• EXERCISE OBJECTIVE:
For the records below, copy exactly the span that begins at the line containing "Target: wet sand" and stops after the line containing "Target: coffee table metal frame", minus any pictures.

━━━━━ GIVEN RECORDS ━━━━━

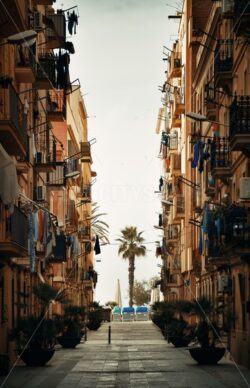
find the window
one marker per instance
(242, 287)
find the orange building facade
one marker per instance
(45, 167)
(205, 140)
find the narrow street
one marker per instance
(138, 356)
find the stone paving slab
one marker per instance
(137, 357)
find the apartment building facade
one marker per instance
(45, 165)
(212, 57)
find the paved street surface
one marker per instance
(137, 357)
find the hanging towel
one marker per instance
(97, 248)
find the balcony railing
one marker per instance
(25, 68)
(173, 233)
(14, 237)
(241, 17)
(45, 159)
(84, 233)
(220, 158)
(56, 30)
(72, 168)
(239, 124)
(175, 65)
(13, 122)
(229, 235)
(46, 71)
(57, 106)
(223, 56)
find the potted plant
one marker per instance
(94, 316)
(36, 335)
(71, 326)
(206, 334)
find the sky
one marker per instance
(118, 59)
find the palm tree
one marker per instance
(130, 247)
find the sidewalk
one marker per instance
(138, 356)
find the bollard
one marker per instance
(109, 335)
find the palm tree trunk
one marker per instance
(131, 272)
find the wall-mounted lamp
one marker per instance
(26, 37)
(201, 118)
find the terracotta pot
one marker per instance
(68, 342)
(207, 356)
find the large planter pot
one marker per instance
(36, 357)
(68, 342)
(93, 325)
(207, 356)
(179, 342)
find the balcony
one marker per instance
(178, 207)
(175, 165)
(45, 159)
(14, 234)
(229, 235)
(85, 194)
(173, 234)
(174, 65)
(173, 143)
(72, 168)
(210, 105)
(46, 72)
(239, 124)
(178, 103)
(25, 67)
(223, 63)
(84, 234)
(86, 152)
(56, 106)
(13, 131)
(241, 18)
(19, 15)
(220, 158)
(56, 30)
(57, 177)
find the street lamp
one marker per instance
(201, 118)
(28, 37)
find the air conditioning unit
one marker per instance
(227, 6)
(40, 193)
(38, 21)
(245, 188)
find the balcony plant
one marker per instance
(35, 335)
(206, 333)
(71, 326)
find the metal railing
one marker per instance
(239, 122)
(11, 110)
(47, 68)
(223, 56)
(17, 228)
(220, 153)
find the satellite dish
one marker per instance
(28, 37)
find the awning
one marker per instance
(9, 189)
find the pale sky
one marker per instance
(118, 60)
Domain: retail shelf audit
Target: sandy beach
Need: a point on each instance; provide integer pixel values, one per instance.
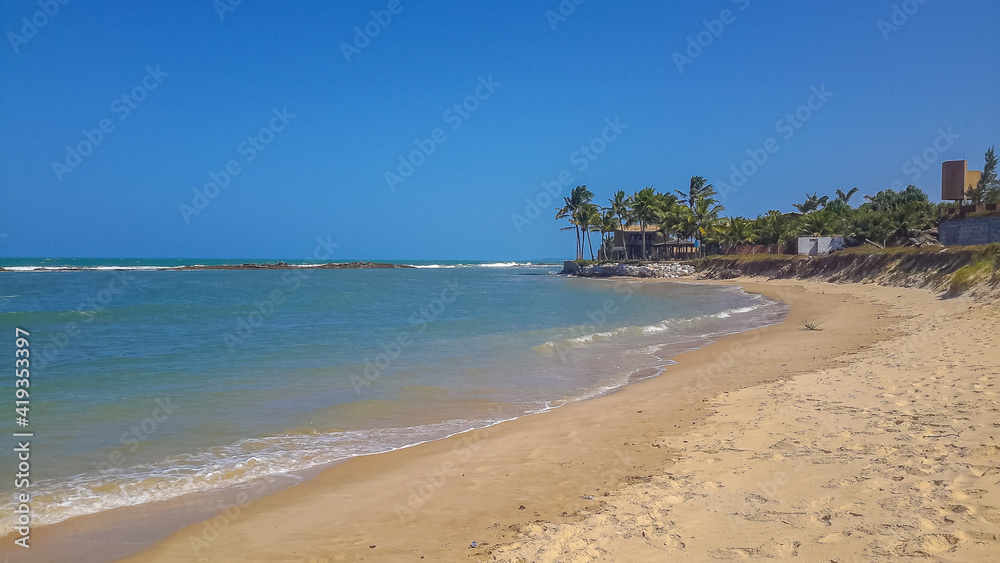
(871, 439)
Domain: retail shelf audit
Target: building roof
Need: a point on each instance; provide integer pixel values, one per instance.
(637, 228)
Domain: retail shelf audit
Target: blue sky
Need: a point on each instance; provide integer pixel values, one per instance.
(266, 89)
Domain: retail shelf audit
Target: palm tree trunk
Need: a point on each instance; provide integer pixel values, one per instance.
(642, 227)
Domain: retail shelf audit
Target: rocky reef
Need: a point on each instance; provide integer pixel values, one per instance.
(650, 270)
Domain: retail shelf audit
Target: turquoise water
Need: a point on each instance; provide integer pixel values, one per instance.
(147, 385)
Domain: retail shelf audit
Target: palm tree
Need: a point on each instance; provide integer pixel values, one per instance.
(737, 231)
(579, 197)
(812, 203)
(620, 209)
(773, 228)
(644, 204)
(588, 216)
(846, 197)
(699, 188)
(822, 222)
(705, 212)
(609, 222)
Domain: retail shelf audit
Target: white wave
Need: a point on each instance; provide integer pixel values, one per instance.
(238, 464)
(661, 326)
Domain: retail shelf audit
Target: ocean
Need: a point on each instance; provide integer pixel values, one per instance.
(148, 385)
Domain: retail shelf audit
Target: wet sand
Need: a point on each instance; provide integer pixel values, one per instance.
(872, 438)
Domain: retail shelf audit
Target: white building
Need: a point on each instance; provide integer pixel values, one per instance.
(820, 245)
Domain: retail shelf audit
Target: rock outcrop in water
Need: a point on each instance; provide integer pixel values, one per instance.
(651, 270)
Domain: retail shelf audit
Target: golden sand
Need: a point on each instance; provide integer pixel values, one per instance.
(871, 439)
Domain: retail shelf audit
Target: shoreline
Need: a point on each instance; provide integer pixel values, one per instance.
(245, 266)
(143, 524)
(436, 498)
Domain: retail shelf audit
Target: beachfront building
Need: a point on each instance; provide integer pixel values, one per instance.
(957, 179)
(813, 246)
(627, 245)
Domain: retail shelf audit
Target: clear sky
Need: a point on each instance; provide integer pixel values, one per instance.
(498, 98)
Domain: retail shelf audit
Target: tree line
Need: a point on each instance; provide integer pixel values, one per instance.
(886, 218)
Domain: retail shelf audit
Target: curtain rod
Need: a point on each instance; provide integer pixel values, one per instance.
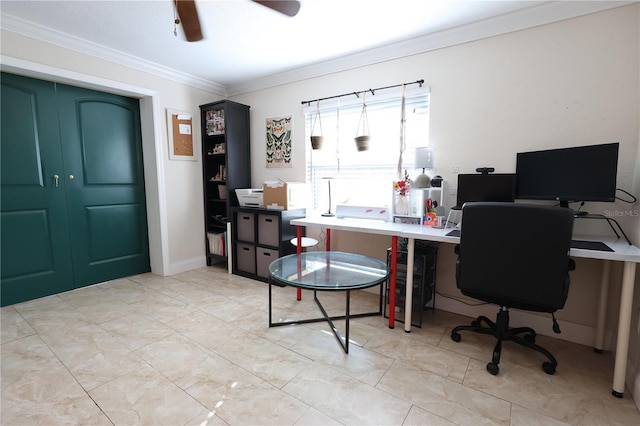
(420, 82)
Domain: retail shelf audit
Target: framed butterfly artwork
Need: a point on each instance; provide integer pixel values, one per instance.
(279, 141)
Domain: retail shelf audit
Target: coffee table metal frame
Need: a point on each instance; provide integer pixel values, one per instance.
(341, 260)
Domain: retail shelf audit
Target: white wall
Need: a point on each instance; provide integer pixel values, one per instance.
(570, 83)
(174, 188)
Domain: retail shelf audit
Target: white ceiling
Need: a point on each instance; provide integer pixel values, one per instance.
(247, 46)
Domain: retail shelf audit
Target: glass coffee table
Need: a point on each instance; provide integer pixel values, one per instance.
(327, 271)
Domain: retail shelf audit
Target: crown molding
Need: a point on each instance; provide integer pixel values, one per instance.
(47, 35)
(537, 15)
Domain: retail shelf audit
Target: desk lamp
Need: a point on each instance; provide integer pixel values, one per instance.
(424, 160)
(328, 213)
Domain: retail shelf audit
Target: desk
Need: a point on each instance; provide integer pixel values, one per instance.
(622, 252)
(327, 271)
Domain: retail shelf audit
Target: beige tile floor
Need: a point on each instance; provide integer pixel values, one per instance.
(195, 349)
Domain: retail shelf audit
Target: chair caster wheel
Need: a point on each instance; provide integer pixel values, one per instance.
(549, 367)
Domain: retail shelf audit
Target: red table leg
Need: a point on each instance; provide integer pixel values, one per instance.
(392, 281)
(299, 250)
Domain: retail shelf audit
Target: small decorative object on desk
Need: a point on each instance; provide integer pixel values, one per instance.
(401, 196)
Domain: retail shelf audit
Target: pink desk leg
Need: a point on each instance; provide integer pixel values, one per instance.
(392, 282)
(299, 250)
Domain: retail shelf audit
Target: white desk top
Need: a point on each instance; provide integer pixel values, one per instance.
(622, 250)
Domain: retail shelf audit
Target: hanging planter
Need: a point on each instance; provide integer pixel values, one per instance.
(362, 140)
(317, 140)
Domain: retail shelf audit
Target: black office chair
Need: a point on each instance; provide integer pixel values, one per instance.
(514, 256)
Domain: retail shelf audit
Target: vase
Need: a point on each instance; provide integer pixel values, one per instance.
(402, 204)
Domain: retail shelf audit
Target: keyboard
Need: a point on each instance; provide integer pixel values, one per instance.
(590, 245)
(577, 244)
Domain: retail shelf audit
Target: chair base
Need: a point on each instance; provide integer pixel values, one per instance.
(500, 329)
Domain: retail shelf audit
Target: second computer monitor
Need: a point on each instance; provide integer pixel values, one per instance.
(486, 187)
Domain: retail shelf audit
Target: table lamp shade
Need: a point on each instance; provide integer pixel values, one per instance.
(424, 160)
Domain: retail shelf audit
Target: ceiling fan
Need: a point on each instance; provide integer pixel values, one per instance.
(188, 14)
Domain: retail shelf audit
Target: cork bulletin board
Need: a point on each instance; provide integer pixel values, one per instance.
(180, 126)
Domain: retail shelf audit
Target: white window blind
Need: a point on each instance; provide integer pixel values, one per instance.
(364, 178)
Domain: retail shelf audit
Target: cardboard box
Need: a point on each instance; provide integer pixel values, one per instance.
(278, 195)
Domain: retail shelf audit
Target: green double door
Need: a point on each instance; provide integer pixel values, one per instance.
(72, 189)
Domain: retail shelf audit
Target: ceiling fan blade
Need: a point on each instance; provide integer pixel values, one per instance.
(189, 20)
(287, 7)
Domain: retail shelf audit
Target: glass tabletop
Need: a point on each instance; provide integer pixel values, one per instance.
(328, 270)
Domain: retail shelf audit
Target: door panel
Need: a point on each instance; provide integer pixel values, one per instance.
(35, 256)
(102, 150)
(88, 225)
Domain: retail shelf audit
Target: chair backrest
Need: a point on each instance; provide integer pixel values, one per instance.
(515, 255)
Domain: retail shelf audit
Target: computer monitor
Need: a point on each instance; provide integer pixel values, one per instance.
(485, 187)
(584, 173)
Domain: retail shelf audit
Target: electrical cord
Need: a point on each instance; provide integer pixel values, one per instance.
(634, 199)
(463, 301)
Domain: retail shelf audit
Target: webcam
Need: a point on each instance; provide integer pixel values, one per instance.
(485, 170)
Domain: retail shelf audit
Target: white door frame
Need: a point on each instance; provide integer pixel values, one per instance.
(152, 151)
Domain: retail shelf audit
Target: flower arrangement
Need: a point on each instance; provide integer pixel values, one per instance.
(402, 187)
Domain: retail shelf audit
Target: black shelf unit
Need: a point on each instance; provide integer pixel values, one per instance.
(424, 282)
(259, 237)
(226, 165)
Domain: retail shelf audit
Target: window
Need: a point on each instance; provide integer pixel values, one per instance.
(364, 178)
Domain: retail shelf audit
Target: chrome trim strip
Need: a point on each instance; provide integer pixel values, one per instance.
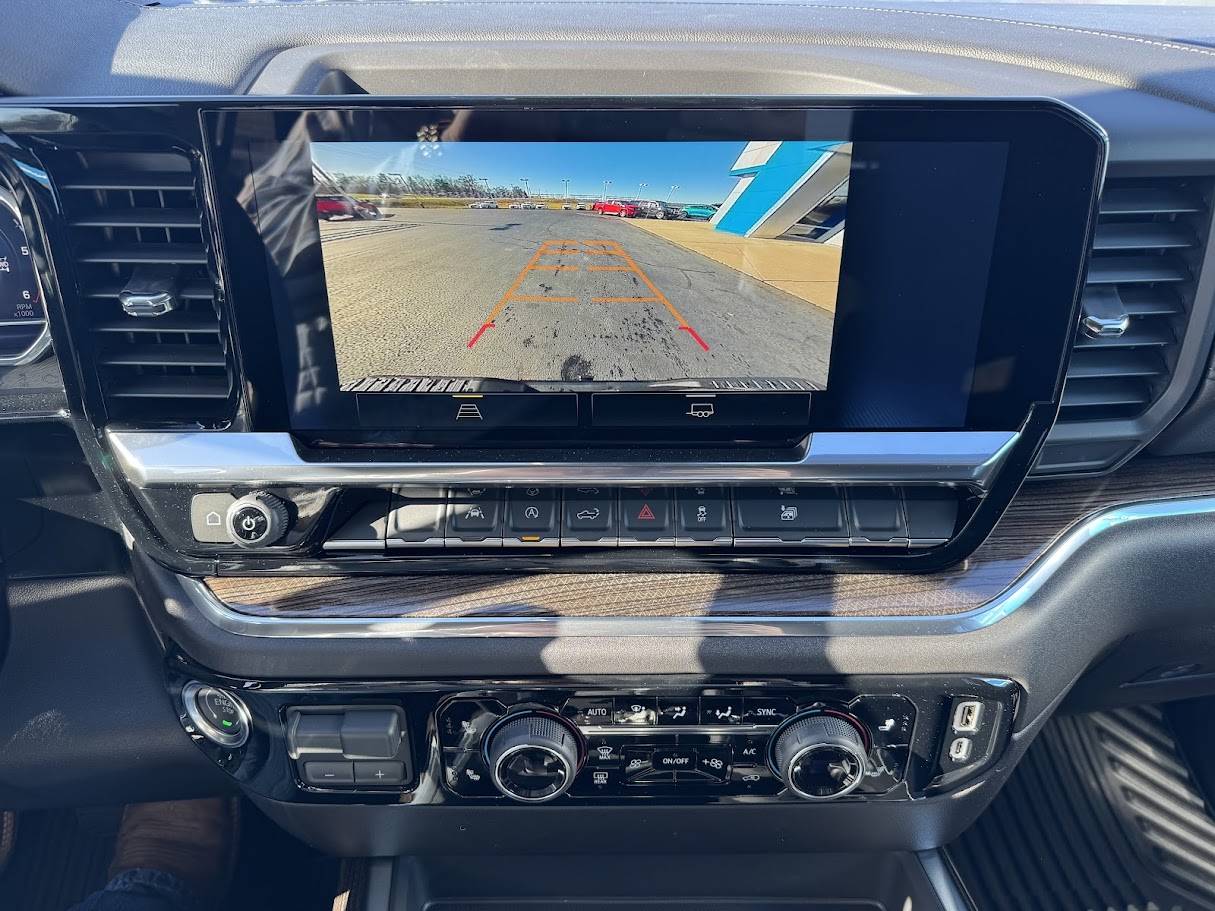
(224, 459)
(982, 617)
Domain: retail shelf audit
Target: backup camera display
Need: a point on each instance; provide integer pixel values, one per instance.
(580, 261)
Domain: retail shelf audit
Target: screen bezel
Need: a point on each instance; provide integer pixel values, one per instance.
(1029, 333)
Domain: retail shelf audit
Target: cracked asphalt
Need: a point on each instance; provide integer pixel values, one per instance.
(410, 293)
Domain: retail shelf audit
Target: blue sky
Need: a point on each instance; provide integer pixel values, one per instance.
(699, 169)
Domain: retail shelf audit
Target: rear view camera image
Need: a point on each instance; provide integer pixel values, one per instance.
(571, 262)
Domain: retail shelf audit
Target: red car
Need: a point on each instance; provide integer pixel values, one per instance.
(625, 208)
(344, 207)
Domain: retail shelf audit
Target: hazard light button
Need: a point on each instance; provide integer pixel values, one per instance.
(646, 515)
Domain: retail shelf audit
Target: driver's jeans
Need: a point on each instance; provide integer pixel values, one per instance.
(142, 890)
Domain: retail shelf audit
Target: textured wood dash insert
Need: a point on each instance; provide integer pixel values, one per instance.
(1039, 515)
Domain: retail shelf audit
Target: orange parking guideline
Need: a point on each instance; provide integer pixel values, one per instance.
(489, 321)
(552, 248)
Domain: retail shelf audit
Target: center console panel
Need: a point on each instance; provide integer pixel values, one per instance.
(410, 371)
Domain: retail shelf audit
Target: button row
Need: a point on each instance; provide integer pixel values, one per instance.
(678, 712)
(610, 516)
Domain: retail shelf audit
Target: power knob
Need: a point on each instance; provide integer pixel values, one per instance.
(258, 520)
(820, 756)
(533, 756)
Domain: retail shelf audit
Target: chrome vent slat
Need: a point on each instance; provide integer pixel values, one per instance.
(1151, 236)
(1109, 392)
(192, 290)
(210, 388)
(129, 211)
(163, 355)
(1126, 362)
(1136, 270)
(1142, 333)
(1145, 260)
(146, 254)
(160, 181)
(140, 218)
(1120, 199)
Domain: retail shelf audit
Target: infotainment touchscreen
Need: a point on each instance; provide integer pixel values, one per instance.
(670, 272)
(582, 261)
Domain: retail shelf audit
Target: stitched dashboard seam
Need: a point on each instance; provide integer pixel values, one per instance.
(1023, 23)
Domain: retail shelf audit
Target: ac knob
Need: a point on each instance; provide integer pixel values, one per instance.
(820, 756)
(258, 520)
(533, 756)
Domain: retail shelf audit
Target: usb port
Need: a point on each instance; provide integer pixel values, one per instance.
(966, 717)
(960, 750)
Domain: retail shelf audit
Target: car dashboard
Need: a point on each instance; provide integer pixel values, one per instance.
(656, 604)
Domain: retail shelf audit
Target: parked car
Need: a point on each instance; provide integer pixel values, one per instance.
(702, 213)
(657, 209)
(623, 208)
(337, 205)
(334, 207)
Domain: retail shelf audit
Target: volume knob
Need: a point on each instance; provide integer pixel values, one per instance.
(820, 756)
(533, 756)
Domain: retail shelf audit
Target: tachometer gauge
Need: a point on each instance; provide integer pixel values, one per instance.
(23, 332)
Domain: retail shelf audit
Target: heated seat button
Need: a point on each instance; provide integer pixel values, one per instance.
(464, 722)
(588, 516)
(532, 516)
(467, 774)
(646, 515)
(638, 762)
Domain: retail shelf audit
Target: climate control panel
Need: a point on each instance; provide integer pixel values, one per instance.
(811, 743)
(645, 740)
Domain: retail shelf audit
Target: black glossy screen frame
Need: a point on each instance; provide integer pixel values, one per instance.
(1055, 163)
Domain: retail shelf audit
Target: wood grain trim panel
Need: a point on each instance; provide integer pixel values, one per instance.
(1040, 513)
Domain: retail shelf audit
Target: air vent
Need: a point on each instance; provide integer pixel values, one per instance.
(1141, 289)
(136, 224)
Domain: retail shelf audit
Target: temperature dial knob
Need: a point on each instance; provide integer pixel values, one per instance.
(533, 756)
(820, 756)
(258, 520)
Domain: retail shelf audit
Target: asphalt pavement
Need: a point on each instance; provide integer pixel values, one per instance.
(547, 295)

━━━━━

• OUTPUT BELOW:
Target: wet sand
Need: a point on each instance; provide integer pixel values, one per instance.
(872, 438)
Domain: retail shelf audit
Target: white building
Need: a point on each instance; provide integer pixel values, one per instance.
(820, 245)
Domain: retail shelf audit
Target: rock outcrop in water
Need: a point on each instance; provide integer pixel values, one per instance.
(651, 270)
Domain: retail shelf audit
Target: golden sand
Need: a point on each instance; provide integer pixel values, one per instance.
(871, 439)
Domain: retail shelf audit
Target: shoreline
Need: a point on each instance; provide integer pixel values, one per instance.
(245, 266)
(143, 524)
(436, 498)
Domain: retail shelf audit
Target: beachfront building
Need: a point on each instance; provide integer pixel values, one per instance.
(957, 179)
(813, 246)
(627, 245)
Domain: retail shelf audit
Target: clear sky
Need: a point on each instance; provide integer pixel values, one per instance.
(498, 98)
Domain: retail shelf audit
Target: tree line
Need: a point on each instance; provide integer pixel values, one per instance.
(886, 218)
Domain: retail shelf audit
Target: curtain rod
Need: a point on each instance; provide integer pixel values, one per instance.
(420, 82)
Domain: retail shelf audit
Target: framed butterfly artwork
Need: a point on each instance; provide integer pixel values, one per instance.
(279, 141)
Domain: retail shelf audit
Target: coffee table metal frame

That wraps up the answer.